• Aim of the exercise:
Turn the records into a JSON list of strings, one string per line, leaving out blank lines. Begin at the first line of the records and stop after the line that contains "[106,169,167,184]".

---- Data to use

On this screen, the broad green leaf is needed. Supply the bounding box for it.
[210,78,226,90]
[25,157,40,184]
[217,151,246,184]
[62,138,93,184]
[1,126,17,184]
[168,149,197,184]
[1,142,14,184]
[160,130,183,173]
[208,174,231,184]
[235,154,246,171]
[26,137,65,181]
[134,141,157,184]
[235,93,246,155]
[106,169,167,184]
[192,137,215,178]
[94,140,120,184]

--------

• The output:
[
  "On this screen, the broad green leaf is needed. Supply the bounding box for it.",
  "[210,78,226,90]",
  "[25,157,40,184]",
  "[217,151,246,184]",
  "[62,138,93,184]",
  "[1,126,17,184]",
  "[168,149,197,184]",
  "[1,142,14,184]",
  "[160,130,183,173]",
  "[208,174,231,184]",
  "[235,154,246,171]",
  "[26,137,65,181]",
  "[134,141,157,184]",
  "[235,93,246,155]",
  "[106,169,167,184]"
]